EXTRACTED INFORMATION >>
## BEGIN

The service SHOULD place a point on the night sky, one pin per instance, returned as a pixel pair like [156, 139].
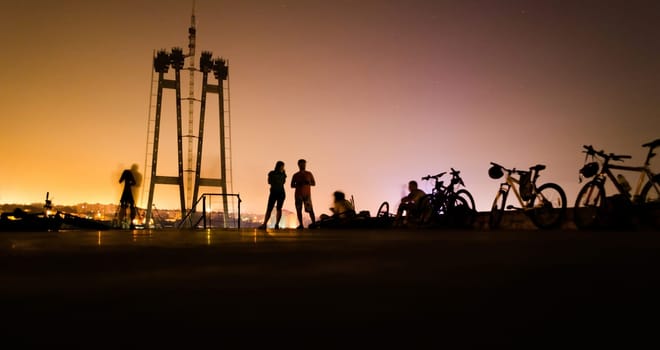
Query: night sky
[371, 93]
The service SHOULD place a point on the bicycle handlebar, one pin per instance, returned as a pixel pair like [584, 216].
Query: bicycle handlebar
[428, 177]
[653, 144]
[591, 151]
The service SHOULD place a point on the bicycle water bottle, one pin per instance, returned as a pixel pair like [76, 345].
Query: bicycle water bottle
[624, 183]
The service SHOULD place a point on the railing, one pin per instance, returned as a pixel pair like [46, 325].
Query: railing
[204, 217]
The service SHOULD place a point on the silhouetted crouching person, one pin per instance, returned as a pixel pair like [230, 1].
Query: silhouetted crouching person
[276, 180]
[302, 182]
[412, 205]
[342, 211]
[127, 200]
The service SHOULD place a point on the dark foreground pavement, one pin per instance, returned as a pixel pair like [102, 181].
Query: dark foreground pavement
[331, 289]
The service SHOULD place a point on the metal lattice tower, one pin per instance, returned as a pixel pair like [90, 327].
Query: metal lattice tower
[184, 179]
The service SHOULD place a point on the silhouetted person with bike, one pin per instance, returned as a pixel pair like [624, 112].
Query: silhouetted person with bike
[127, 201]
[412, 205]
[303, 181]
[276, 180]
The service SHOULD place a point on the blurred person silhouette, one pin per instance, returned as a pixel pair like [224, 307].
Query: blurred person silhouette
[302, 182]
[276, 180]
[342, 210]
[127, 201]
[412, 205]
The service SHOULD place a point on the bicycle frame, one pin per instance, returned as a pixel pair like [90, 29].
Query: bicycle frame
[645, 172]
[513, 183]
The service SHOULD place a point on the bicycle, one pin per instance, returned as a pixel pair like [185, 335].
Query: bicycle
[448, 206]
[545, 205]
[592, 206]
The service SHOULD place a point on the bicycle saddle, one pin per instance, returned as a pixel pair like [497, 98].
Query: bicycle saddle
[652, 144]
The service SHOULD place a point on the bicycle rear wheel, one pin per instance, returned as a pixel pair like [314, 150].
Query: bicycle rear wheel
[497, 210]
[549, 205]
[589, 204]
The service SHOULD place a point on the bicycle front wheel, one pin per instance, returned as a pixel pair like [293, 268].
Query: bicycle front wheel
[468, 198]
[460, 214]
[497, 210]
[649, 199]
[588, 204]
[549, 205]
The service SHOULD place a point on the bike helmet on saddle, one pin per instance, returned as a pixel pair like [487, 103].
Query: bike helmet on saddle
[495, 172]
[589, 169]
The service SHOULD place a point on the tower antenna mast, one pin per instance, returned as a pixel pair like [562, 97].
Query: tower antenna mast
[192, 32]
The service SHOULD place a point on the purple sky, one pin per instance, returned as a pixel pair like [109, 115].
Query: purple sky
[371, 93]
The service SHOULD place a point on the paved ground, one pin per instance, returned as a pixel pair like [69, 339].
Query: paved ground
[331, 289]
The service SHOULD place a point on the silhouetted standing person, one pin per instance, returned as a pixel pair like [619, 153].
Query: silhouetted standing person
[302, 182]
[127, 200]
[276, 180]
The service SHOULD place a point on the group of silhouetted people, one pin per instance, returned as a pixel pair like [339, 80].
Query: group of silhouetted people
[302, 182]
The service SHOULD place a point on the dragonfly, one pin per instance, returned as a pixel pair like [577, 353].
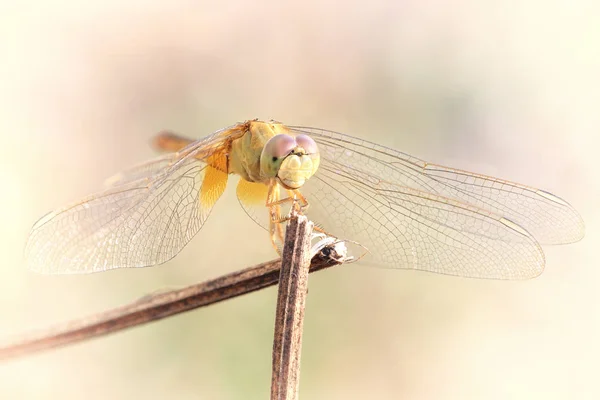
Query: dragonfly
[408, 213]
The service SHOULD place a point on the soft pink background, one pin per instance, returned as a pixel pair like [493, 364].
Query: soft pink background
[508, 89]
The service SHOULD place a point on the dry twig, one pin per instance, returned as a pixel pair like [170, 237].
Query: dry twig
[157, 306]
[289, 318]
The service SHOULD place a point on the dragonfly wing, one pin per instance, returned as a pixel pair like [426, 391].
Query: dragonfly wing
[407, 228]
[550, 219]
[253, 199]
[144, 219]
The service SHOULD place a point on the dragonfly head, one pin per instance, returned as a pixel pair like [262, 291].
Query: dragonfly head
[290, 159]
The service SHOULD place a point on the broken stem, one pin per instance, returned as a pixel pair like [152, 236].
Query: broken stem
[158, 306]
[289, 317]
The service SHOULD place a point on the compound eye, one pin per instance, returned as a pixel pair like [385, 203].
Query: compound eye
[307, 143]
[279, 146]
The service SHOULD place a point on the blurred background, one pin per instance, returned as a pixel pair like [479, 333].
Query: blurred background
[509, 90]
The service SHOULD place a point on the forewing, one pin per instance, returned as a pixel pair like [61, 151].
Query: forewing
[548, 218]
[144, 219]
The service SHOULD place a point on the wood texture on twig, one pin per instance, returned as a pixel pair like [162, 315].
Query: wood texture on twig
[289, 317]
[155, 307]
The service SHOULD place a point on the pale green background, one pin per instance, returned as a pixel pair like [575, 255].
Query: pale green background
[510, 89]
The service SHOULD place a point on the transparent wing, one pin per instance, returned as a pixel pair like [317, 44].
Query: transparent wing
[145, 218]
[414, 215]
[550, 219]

## END

STATED GOAL >>
Copy every line above word for word, leaving the pictures out.

SOLUTION TO THIS EXERCISE >>
The service SHOULD place a point on the night sky, one pin per instance, returned as a pixel pair like [156, 139].
Query: night sky
[371, 93]
The service SHOULD place a point on the bicycle handlebar, one pin per instance, returned as a pixel pair like [584, 216].
Query: bicycle handlebar
[428, 177]
[653, 144]
[591, 151]
The service SHOULD place a point on the bicycle water bottle, one pin per instance, returned as a pixel pair like [76, 345].
Query: bicycle water bottle
[624, 183]
The service SHOULD place a point on the railing, one pin per instance, returned as a pixel pair like [46, 325].
Query: railing
[204, 217]
The service SHOULD place a point on the silhouetted crouching person, one pin per instance, returned as a pixel pair like [230, 1].
Query: silhouetted crouching person
[276, 180]
[302, 182]
[412, 205]
[342, 211]
[127, 200]
The service SHOULD place a point on the dark foreground pavement, one pin per instance, returned as a pixel pair like [102, 181].
Query: dark foreground pavement
[331, 289]
The service SHOULD place a point on the metal lattice tower, one pin per instance, returned as a pixel pair like [90, 327].
Query: metal lattice tower
[184, 179]
The service SHOULD place a point on the silhouetted person with bike, one pin per instance, returned as a pixel pair like [624, 112].
Query: silhouetted person with bike
[127, 201]
[412, 205]
[303, 181]
[276, 180]
The service SHOULD place a point on the blurred person silhouette, one pin per instance, returned as a pixel pair like [224, 307].
Query: blurred person silhouette
[302, 182]
[276, 180]
[342, 210]
[127, 201]
[412, 205]
The service SHOULD place a point on the bicycle frame, one pin per instance, returned as a pixel pair like [90, 29].
Query: bicycle frame
[645, 172]
[513, 183]
The service SHOULD place a point on the bicycle, one pin per instance, returned as a pixel pair like [185, 335].
Query: bicycle
[448, 206]
[545, 205]
[592, 206]
The service SHOULD place a point on the bicycle saddle, one pin per instance, returned as a pixel pair like [497, 98].
Query: bicycle saddle
[652, 144]
The service SHOULD place a point on the bicycle rear wheel, one pin per instance, returned as a pixel pair like [314, 150].
Query: bicycle rear wheel
[497, 210]
[549, 205]
[589, 204]
The service SHOULD place a point on the bicycle front wheel, one pin per instance, returned as a pixel pair like [293, 268].
Query: bicycle front wheel
[468, 198]
[460, 214]
[497, 210]
[649, 199]
[588, 204]
[549, 205]
The service SHOULD place a point on the bike helmet on saddle, one pin per instance, returned as a pixel pair like [487, 103].
Query: bike helmet on saddle
[495, 172]
[589, 169]
The service SHOULD place a point on the tower antenna mast, one pin per instance, returned as a pixel pair like [562, 97].
Query: tower antenna mast
[192, 32]
The service SHOULD place a point on the purple sky, one pin per instance, returned as a pixel pair like [109, 115].
Query: purple sky
[371, 93]
The service SHOULD place a point on the paved ground, one pin per instance, returned as a pixel pair like [69, 339].
Query: paved ground
[331, 289]
The service SHOULD place a point on the silhouetted standing person, one pin per instance, returned as a pixel pair like [619, 153].
Query: silhouetted standing person
[302, 182]
[127, 200]
[276, 180]
The service SHOULD place a point on the group of silhouetted people, one pin per instance, returned as a pixel pair like [339, 80].
Query: group of silhouetted people
[302, 182]
The service SHOULD place a point on the dragonfly, one pin per instance, returned as a pixel pair like [577, 353].
Query: dragonfly
[408, 213]
The service SHOULD place a point on the soft pink background, one pin per instance, returned as a pixel pair like [493, 364].
Query: soft pink background
[508, 89]
The service SHOULD place a point on the dry twig, one pin per instance, returned as a pixel pair like [170, 237].
Query: dry twig
[157, 306]
[289, 318]
The service SHOULD place a point on the dragonfly wing, one pin per instance, returned as a pixel pair like [426, 391].
Query: dragonfly wing
[407, 228]
[550, 219]
[253, 199]
[144, 219]
The service SHOULD place a point on the dragonfly head, one pin per instance, returned as a pixel pair like [262, 291].
Query: dragonfly head
[290, 159]
The service SHOULD place a point on the broken stem, one pin per instance, returned as a pixel pair like [152, 236].
Query: broken stem
[158, 306]
[289, 317]
The service SHOULD place a point on the compound eye, one pin per instance, returned as a pixel pair like [385, 203].
Query: compound eye
[307, 143]
[279, 146]
The service SHOULD place a point on the blurred background, one pin per instance, returned as a pixel pair like [479, 333].
Query: blurred background
[509, 90]
The service SHOULD place a point on the forewing, one pin per instance, returned as a pixel pair like [61, 151].
Query: forewing
[548, 218]
[144, 219]
The service SHOULD place a point on the wood texture on twig, one pin per instance, returned as a pixel pair like [162, 315].
Query: wood texture on twig
[289, 317]
[155, 307]
The service SHOULD place a point on the pale green background, one pin per instance, returned as a pixel pair like [575, 255].
Query: pale green background
[510, 89]
The service SHOULD place a point on the transparent wing, one pin per instance, returned as a pixel pair like [317, 44].
Query: transparent wing
[145, 218]
[414, 215]
[550, 219]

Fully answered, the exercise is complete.